• _WHAT THE TASK ASKS_: Render the entire listing as a two-column CSV with the headers "instruction" and "coordinates", one row per request, placing its text and its answer each in a single quoted field with line breaks replaced by spaces. Omit the pictures.

• _DATA FOR PROCESSING_:
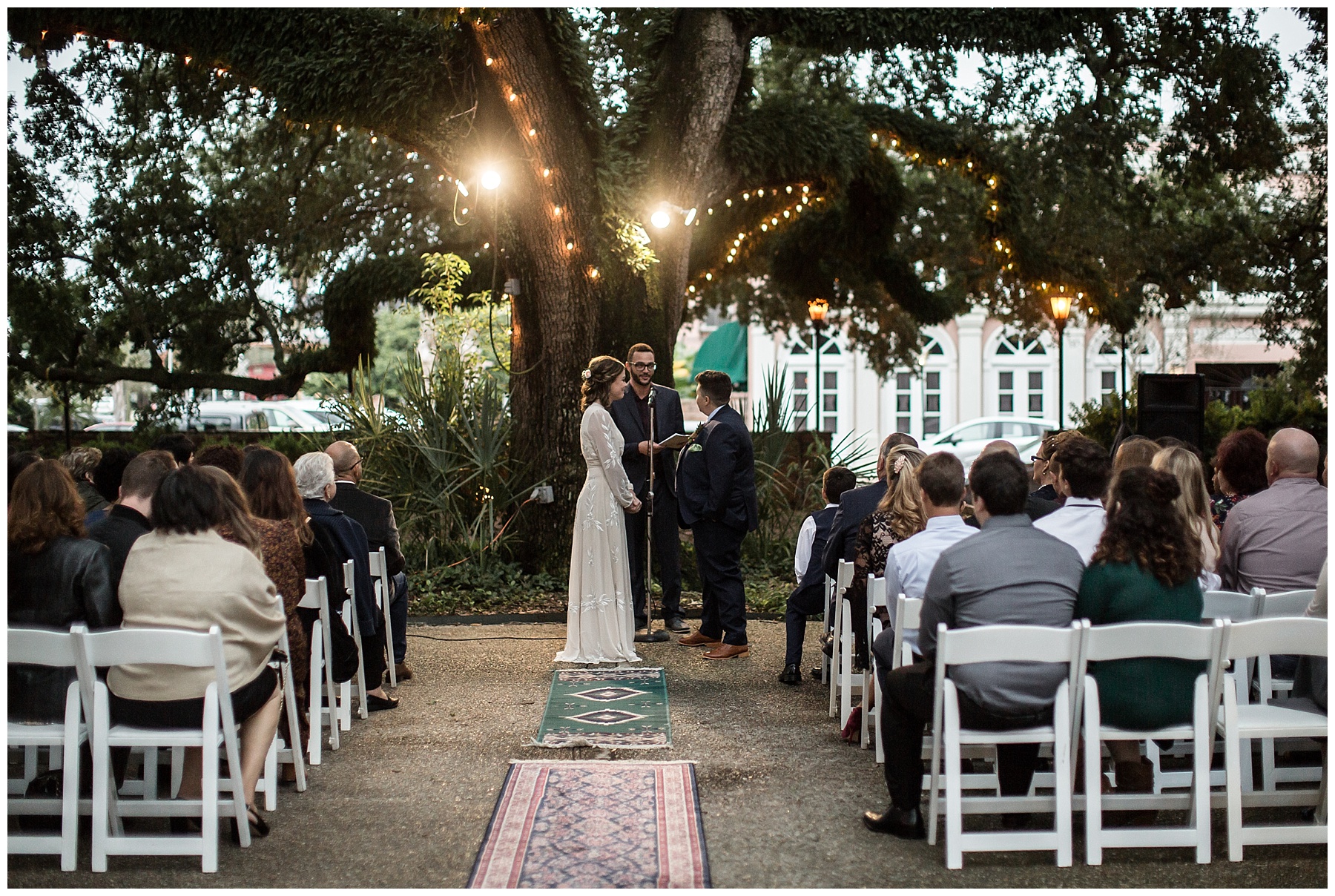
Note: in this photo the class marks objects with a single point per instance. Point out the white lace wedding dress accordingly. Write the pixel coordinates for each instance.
(601, 622)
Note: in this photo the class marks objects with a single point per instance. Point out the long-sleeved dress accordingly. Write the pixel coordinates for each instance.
(601, 622)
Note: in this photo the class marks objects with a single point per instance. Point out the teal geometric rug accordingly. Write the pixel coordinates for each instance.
(607, 708)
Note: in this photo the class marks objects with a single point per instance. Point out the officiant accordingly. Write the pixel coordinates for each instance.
(632, 417)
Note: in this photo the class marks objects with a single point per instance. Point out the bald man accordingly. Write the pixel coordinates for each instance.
(377, 517)
(1276, 538)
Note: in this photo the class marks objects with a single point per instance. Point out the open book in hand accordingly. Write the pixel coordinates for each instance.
(674, 441)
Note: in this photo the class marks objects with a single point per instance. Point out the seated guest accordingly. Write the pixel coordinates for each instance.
(377, 518)
(185, 576)
(106, 480)
(280, 550)
(225, 457)
(809, 596)
(19, 462)
(1194, 507)
(1239, 472)
(1135, 452)
(896, 517)
(342, 538)
(80, 462)
(911, 561)
(1276, 538)
(1035, 508)
(856, 505)
(178, 444)
(1081, 470)
(1143, 570)
(56, 579)
(128, 518)
(1009, 573)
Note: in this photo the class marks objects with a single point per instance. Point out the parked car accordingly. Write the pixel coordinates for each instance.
(967, 440)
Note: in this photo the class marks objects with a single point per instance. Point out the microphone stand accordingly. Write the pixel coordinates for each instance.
(650, 636)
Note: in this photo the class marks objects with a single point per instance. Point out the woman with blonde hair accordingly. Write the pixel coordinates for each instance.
(896, 517)
(601, 617)
(1193, 504)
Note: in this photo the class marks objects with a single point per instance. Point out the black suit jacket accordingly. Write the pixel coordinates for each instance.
(377, 518)
(717, 482)
(668, 421)
(854, 507)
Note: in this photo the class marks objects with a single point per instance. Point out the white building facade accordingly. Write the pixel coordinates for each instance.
(978, 366)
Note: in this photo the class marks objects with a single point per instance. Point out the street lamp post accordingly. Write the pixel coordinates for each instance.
(1061, 312)
(817, 309)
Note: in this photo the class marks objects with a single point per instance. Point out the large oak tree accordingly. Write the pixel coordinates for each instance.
(883, 197)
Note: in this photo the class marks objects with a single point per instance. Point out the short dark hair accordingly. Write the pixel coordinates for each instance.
(111, 468)
(836, 481)
(714, 383)
(180, 447)
(1084, 465)
(941, 477)
(227, 458)
(146, 473)
(186, 502)
(1001, 481)
(1242, 458)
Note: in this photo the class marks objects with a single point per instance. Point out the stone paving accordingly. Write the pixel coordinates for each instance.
(406, 800)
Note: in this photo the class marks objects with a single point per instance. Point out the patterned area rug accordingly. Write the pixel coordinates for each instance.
(607, 708)
(594, 824)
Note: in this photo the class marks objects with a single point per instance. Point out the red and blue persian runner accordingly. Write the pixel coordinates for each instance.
(594, 824)
(607, 708)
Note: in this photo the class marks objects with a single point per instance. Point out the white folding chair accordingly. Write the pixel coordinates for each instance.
(1282, 604)
(322, 688)
(1130, 642)
(166, 648)
(843, 645)
(55, 649)
(1278, 719)
(355, 628)
(280, 754)
(1001, 644)
(876, 597)
(383, 585)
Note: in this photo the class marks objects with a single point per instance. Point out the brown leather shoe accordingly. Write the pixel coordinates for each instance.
(697, 640)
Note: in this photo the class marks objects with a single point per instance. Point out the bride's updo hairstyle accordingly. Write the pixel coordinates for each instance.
(599, 377)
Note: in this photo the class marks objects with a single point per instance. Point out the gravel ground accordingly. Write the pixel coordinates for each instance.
(407, 799)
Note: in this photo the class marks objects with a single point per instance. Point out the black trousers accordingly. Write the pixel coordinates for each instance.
(801, 604)
(719, 557)
(907, 709)
(667, 553)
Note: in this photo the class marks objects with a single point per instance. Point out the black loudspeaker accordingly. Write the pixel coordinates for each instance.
(1171, 405)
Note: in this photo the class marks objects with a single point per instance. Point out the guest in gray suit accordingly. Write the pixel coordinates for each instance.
(1007, 575)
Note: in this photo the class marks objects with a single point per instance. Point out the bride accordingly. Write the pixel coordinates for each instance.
(600, 624)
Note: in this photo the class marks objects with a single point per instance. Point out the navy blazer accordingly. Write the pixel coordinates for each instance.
(854, 507)
(668, 421)
(717, 482)
(345, 538)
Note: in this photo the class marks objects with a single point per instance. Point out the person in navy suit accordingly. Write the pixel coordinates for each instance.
(716, 500)
(630, 414)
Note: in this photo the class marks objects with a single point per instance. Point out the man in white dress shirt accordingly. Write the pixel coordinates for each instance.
(911, 561)
(1083, 470)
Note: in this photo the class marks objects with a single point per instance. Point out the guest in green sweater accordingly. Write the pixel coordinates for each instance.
(1143, 570)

• _FINAL RESULT_:
instruction,coordinates
"Note: in this photo the class marks objects with a single point per instance. Point out the white lace wedding dress accordingly. Write the pixel coordinates for each instance.","(601, 622)"
"Note: in this photo the class marks objects with a single point per instance. Point out the long-sleeved dress accordingly. Write the pixel coordinates for each instance.","(601, 622)"
"Note: in this photo the class marks objects with a single point per instance. Point out the teal geometric rug accordingly. Write the pixel coordinates for each instance.","(607, 708)"
"Note: in this photo the class marks objects with a single point per instance. Point out the officiant accordingly. Write the pixel coordinates for each instance.","(632, 417)"
"Note: in this photo the class marks objects with a single point per instance. Point out the bald man accordingly. Write the pixel coordinates for each instance.","(377, 517) (1276, 538)"
"Note: in this photo the class marks objects with a single point per instance. Point out the open book in hand accordingly. Write the pixel coordinates for each instance.","(674, 441)"
"Note: in this photo the class marks objects with a single point per instance. Point out the seated guest accordingly. Write the pixel coordinates for each instance.","(377, 518) (185, 576) (106, 480) (280, 550) (225, 457) (809, 596) (19, 462) (1194, 507) (1239, 472) (1135, 452) (896, 517) (342, 538) (80, 462) (911, 561) (1276, 538) (1035, 508) (856, 505) (178, 444) (1081, 470) (1143, 570) (56, 579) (128, 518) (1009, 573)"
"Note: in this photo the class marks objects with a single point per instance. Point out the parked car accordingly. Write the pixel coordinates for each instance.","(967, 440)"
"Note: in this photo the class marks objects with a single point per instance. Point out the microphone stand accordingly. Write the pixel coordinates for each instance.","(650, 636)"
"Note: in this photo the class marks objects with a single point per instance. Point out the woman with blonde hair accordingly. Write the pixel coordinates for each instance.","(896, 517) (601, 617) (1193, 504)"
"Note: in this photo the class marks objects with a single point per instance. Point out the black suit jacket accordingly. Write the pixel coordinates for each instance.","(377, 518) (717, 482) (668, 421) (854, 507)"
"Note: in this photo the class marks objects with a single point per instance. Point out the white building facade accordingly. Write the pixel coordinates for each instance.","(978, 366)"
"Note: in this photo the class marks objects with a single point per instance. Point out the street lamp post accordingly. Write the pixel coordinates for each instance.","(1061, 312) (817, 309)"
"Note: in this photo the class marks objects with a single point per instance. Point out the large oak tree accordingly. Write the pixel coordinates for each instance.","(883, 197)"
"Note: in this photo the class marks objects with a single point per instance. Point out the short dark hair accordingly. Write the pixel coordinates for each instance.","(111, 468) (836, 481) (714, 383) (180, 447) (1084, 465) (941, 477) (227, 458) (146, 473) (186, 502) (1001, 481) (1242, 458)"
"Note: in this photo the class marks objects with a single point per instance. Point out the stone paving accordingly. Write the pixel coordinates for each instance.","(406, 800)"
"Note: in this photo the class marks objects with a single point per instance. Point out the patterned area rug accordingly. Write the pixel coordinates for each instance.","(607, 708) (594, 824)"
"Note: in this photo the class marks objects with a single point per instance. Point out the red and blue persian runner accordingly. Write the pixel coordinates for each instance.","(594, 824) (607, 708)"
"Note: in this photo the class marks objects with a single point per instance. Point out the white folding chair accordingly. Write the pixel coordinates for each instance.","(1282, 604) (322, 688) (1130, 642) (166, 648) (843, 645) (55, 649) (1278, 719) (355, 628) (280, 754) (1001, 644) (876, 597) (383, 585)"
"Note: in this photo the class marks objects with a single point per instance. Point out the brown leather shoe accordingly. Write the pixel coordinates for each instance.","(697, 640)"
"Note: in this photo the class marks objects with a single point per instance. Point out the bride's updo hairstyle accordingly. Write the pixel coordinates for each instance.","(599, 377)"
"Note: in this photo the class marks objects with a single point per instance. Point out the gravel ground accordingly. Write the pixel coordinates for each instance.","(407, 799)"
"Note: in this photo the class marks objects with a single point per instance. Point out the black trousers accordingly. Write the pixel coordinates for each instance.","(801, 604) (719, 557) (907, 709) (667, 553)"
"Note: in this photo the class marks objects with a single point per instance. Point out the black loudspeaker accordingly. Write the pixel coordinates for each instance.","(1171, 405)"
"Note: in this photo the class marks objects with a single point per instance. Point out the guest in gray suit accordingly. Write the pixel coordinates for each instance.","(1007, 575)"
"Note: in this photo the class marks objects with a single point per instance. Point out the bride accordingly. Write the pixel coordinates for each instance.","(600, 624)"
"Note: in this photo the class marks objects with a single point per instance. Point out the navy blazer accordingly. Write the pixel coordinates for each instance.","(854, 507) (668, 421) (717, 482) (345, 538)"
"Note: in this photo the class marks objects with a single point per instance. Point out the person in navy suit accordingly. Write the pixel coordinates for each instance.","(716, 500) (630, 414)"
"Note: in this photo the class marks objects with a single point per instance. Point out the man in white dress shirt accordingly. Write the pixel coordinates for each instance.","(911, 561) (1083, 470)"
"Note: in this photo the class marks objects with a single point per instance. Point out the guest in green sweater accordingly. Write the pixel coordinates for each instance.","(1143, 570)"